→ **SOURCE DOCUMENT**
□ □ □ □ □

The default method of correlation is Pearson’s product moment, but other methods are also available:

cor(wb$n.NY.GDP.PCAP.PP.KD, wb$n.IT.NET.USER.ZS, use = "complete.obs", method = "spearman")
## [1] 0.8896563
cor(wb$n.NY.GDP.PCAP.PP.KD, wb$n.IT.NET.USER.ZS, use = "complete.obs", method = "kendall")
## [1] 0.7217487

Summary:

When using ‘cor’, specify which observations to use. If there are NAs, the output will be “NA”. You can choose which observations to use: "everything", "all.obs", "complete.obs", "na.or.complete", or "pairwise.complete.obs".

Use use = "complete.obs" to correlate the observations without missing values on all the variables that you put in the formula.

We can see that both Pearson’s and Spearman’s correlation coefficients are very high. The interpretation is that the higher the country’s GDP per capita, the higher is the share of the country’s population using the Internet.

As expected, Kendall’s correlation is lower than Spearman’s. However, its value is also high.

With cor function, you do not get the statistical significance of the coefficient.

Correlations

A more informative way is to use the cor.test() function:

cor.test(wb$n.NY.GDP.PCAP.PP.KD, wb$n.IT.NET.USER.ZS)
## 
##  Pearson's product-moment correlation
## 
## data:  wb$n.NY.GDP.PCAP.PP.KD and wb$n.IT.NET.USER.ZS
## t = 18.291, df = 213, p-value < 2.2e-16
## alternative hypothesis: true correlation is not equal to 0
## 95 percent confidence interval:
##  0.7235433 0.8287912
## sample estimates:
##       cor 
## 0.7816712
cor.test(wb$n.NY.GDP.PCAP.PP.KD, wb$n.IT.NET.USER.ZS, method = "spearman")

□ □ □ □ □

→ **MATERIAL SHOWN**
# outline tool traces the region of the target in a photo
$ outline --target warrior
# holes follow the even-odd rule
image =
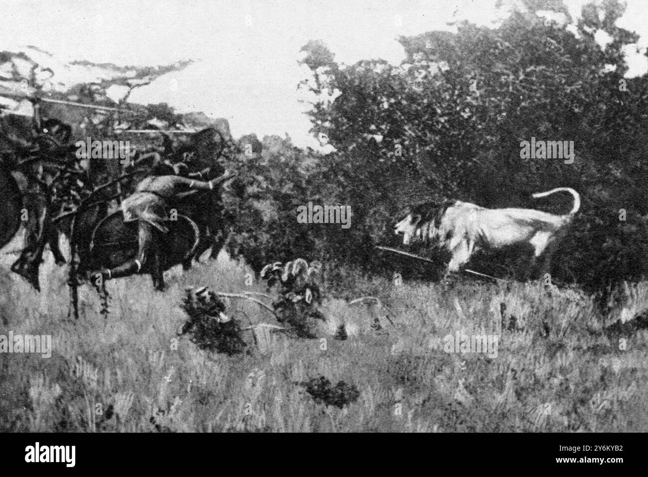
[[[198,181],[179,175],[150,176],[137,186],[135,192],[121,203],[124,221],[138,221],[137,257],[112,269],[91,272],[90,277],[100,274],[104,280],[126,276],[134,273],[152,272],[158,289],[163,287],[161,272],[157,270],[157,250],[160,234],[167,234],[175,213],[184,213],[194,219],[202,207],[200,193],[217,194],[226,181],[233,178],[235,172],[226,171],[220,177],[209,181]],[[199,238],[196,238],[197,239]],[[150,258],[154,260],[151,263]]]

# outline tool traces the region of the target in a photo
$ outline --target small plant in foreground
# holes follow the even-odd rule
[[[187,289],[182,308],[189,320],[179,335],[190,335],[201,349],[224,353],[228,356],[242,353],[246,342],[238,323],[224,314],[225,304],[215,293],[203,287],[195,292]]]

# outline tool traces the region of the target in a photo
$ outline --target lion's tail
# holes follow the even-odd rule
[[[560,192],[564,191],[566,192],[569,192],[572,195],[573,195],[573,206],[572,208],[572,210],[567,215],[573,216],[574,214],[578,212],[579,209],[581,208],[581,196],[579,195],[578,192],[572,189],[571,187],[557,187],[555,189],[551,189],[551,190],[548,190],[546,192],[537,192],[533,194],[533,197],[535,198],[544,197],[547,195],[550,195],[554,192]]]

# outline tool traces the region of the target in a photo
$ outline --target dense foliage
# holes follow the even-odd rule
[[[303,256],[375,272],[385,261],[373,246],[393,243],[391,225],[408,204],[454,198],[564,214],[568,195],[531,194],[570,186],[583,206],[553,260],[554,279],[601,290],[645,275],[648,80],[623,78],[623,48],[636,35],[615,26],[623,11],[615,2],[584,7],[575,32],[537,16],[562,11],[571,23],[566,8],[545,3],[524,2],[496,29],[463,23],[456,34],[402,37],[406,58],[398,66],[340,65],[321,42],[305,45],[313,77],[300,87],[318,98],[312,132],[327,135],[336,151],[264,138],[260,155],[244,162],[258,178],[257,195],[254,206],[238,211],[244,220],[231,249],[257,270]],[[604,48],[599,30],[612,38]],[[577,157],[522,159],[520,143],[531,137],[573,140]],[[297,223],[296,208],[308,201],[351,205],[351,227]],[[476,260],[487,272],[515,272],[501,258]]]

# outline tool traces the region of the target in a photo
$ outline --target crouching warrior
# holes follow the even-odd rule
[[[170,266],[179,263],[168,263],[167,256],[171,250],[164,250],[165,236],[177,219],[180,205],[191,201],[201,191],[217,193],[226,181],[235,177],[235,172],[226,172],[220,177],[209,181],[197,181],[179,175],[150,176],[143,180],[135,192],[124,199],[121,212],[124,222],[137,222],[137,252],[136,257],[122,265],[110,269],[91,272],[89,278],[101,275],[104,280],[126,276],[135,273],[150,273],[154,285],[157,289],[164,288],[163,272]],[[190,219],[192,217],[189,217]],[[192,222],[192,220],[191,221]],[[187,247],[191,254],[200,239],[200,232],[195,227],[195,242]]]

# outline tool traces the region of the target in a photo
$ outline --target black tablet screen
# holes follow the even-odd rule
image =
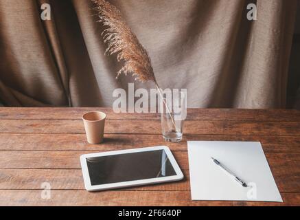
[[[86,158],[92,186],[176,175],[164,150]]]

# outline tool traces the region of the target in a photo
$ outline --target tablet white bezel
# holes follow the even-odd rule
[[[137,152],[159,151],[159,150],[165,151],[168,157],[169,158],[170,162],[171,162],[172,166],[173,166],[174,170],[176,173],[176,175],[165,177],[157,177],[157,178],[152,178],[152,179],[123,182],[119,183],[113,183],[109,184],[102,184],[102,185],[96,185],[96,186],[92,186],[91,184],[91,179],[89,175],[86,158],[108,156],[108,155],[121,155],[121,154],[132,153],[137,153]],[[176,162],[175,158],[174,157],[171,151],[166,146],[154,146],[154,147],[137,148],[137,149],[86,154],[80,156],[80,163],[82,170],[83,179],[84,181],[84,186],[86,190],[88,191],[98,191],[98,190],[115,189],[115,188],[124,188],[124,187],[142,186],[142,185],[150,184],[160,184],[160,183],[164,183],[168,182],[179,181],[183,179],[184,177],[183,174],[181,170],[180,169],[178,165],[177,164],[177,162]]]

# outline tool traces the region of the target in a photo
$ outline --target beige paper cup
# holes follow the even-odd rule
[[[101,111],[88,112],[82,116],[89,143],[96,144],[103,142],[106,118],[106,115]]]

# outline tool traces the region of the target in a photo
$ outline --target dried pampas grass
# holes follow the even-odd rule
[[[124,61],[124,67],[118,72],[117,78],[122,74],[132,74],[135,80],[144,82],[153,81],[159,91],[173,126],[176,130],[175,122],[165,102],[161,89],[154,76],[151,59],[139,43],[135,34],[131,31],[122,16],[121,12],[114,6],[105,0],[91,0],[97,5],[95,8],[98,13],[100,20],[107,28],[102,32],[104,43],[108,47],[105,54],[117,54],[118,61]]]
[[[125,62],[117,78],[122,74],[132,74],[135,80],[142,82],[151,80],[157,84],[147,51],[128,26],[120,11],[105,0],[91,1],[97,4],[98,22],[108,27],[102,32],[104,42],[108,44],[106,54],[117,54],[118,61]]]

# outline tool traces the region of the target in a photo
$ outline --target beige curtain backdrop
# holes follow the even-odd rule
[[[161,87],[189,107],[284,108],[296,0],[111,0],[152,58]],[[51,21],[41,19],[41,5]],[[246,6],[257,5],[257,20]],[[0,102],[111,107],[120,67],[104,55],[89,0],[0,1]],[[152,88],[135,82],[135,89]]]

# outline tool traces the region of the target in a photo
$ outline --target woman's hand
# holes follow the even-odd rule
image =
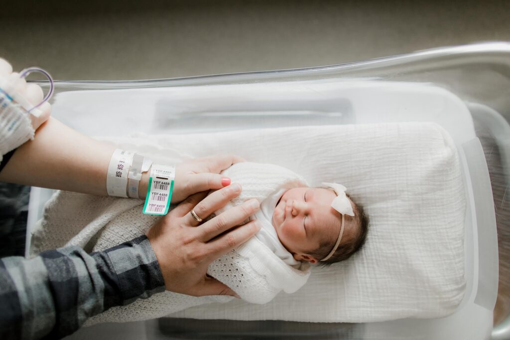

□ □ □ □ □

→ **WHAT THIS TASK INVOLVES**
Repeat everything in the R correlation tutorial from "When using ‘cor’, specify" down to "is also high.", keeping every character unchanged.

→ **RESULT OF THE TASK**
When using ‘cor’, specify which observations to use. If there are NAs, the output will be “NA”. You can choose which observations to use: "everything", "all.obs", "complete.obs", "na.or.complete", or "pairwise.complete.obs".

Use use = "complete.obs" to correlate the observations without missing values on all the variables that you put in the formula.

We can see that both Pearson’s and Spearman’s correlation coefficients are very high. The interpretation is that the higher the country’s GDP per capita, the higher is the share of the country’s population using the Internet.

As expected, Kendall’s correlation is lower than Spearman’s. However, its value is also high.